## Text passage
You may find the tone of this article abrasive, even rude. It is that way on purpose. I am meeting the venerable and brilliant scholars who oppose the letter on their own terms. There will be cursing, there will be insults, and there will be goofery. It’s a Dr. Green special (just ask my students).

Sadly, I think it’s important to cite sources, maintain logical consistency, and give specific examples, which means this isn’t going to be as easy of a read as King's middle-school-entrance-exam-reject of an essay.

First, let’s start with the basic premise. King is suggesting that the LSA letter is bad and the signatories should feel bad. So what is actually the deal with the LSA letter? Buckle in, kids, it’s not going to be brief.

What the letter asks for

The only thing — literally the only thing at all — that letter asks for is “the removal of Dr. Steven Pinker from both our list of distinguished academic fellows and our list of media experts.”

Basically, when someone is wondering, “Who are some current respected linguists?” or “Who should I consult before I publish this thing about language?”, if they go to the Linguistic Society of America website, Pinker is one of the names they will see. The letter says, “Hey, let’s not do that anymore.”

Why the letter asks for it

To quote from the letter itself, the signatories think that he shouldn’t be on those lists anymore because Pinker’s “behavior as a public academic is not befitting of a representative of our professional organization,” and “that the LSA’s own stated goals make such a conclusion inevitable.”

## Data section
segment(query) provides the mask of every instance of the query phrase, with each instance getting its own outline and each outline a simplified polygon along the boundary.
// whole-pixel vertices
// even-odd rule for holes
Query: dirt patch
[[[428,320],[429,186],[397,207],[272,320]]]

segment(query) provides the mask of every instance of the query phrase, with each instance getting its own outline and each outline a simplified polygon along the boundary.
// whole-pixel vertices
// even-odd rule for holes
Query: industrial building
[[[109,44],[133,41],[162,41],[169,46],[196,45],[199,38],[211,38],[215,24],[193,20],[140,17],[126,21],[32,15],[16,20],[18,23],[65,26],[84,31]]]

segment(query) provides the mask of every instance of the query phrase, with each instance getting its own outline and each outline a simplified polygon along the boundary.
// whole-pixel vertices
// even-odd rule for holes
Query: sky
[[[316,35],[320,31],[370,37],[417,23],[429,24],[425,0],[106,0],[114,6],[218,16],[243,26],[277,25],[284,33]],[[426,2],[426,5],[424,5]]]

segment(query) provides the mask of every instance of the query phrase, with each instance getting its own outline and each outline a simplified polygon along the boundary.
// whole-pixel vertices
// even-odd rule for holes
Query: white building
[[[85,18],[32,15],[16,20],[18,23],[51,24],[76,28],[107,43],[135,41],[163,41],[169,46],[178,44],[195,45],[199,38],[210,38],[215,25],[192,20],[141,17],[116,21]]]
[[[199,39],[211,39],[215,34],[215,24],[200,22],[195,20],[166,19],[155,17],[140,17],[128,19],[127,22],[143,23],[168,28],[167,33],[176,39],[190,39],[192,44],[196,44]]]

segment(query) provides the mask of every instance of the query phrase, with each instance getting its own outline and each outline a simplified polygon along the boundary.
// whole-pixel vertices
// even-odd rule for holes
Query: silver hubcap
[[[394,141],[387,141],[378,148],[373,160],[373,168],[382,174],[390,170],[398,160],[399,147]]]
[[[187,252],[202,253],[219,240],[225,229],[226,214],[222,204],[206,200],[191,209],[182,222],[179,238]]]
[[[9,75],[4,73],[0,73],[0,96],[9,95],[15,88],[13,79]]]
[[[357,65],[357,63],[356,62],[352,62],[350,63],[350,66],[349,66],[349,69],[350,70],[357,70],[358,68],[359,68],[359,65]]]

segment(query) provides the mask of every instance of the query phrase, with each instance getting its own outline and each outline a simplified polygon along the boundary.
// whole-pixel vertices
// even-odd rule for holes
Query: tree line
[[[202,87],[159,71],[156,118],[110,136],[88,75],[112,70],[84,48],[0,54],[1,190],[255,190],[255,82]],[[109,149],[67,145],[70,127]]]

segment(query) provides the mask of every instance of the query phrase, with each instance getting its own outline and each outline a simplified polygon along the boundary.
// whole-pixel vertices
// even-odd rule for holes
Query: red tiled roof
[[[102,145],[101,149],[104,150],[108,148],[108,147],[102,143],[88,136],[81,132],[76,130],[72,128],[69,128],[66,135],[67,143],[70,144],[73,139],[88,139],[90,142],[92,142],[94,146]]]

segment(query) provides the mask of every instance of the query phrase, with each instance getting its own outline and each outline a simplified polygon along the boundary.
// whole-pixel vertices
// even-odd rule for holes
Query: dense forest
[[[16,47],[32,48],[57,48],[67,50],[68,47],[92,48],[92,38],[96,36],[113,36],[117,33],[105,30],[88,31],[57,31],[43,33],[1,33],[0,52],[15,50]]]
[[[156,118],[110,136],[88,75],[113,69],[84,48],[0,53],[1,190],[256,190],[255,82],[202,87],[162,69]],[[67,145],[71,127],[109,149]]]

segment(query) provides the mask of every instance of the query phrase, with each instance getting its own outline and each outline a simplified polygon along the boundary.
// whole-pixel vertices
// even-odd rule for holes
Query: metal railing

## Actions to take
a. Which three things does the author of the article on the LSA letter say it is important to do?
b. Express the lines of the records as a JSON list of strings, one string per line and no blank lines. Start at the first line of the records and go through the line that contains "[[[428,320],[429,186],[397,207],[272,320]]]".

## Answers by task
a.
- Cite sources
- Maintain logical consistency
- Give specific examples

b.
[
  "segment(query) provides the mask of every instance of the query phrase, with each instance getting its own outline and each outline a simplified polygon along the boundary.",
  "// whole-pixel vertices",
  "// even-odd rule for holes",
  "Query: dirt patch",
  "[[[428,320],[429,186],[397,207],[272,320]]]"
]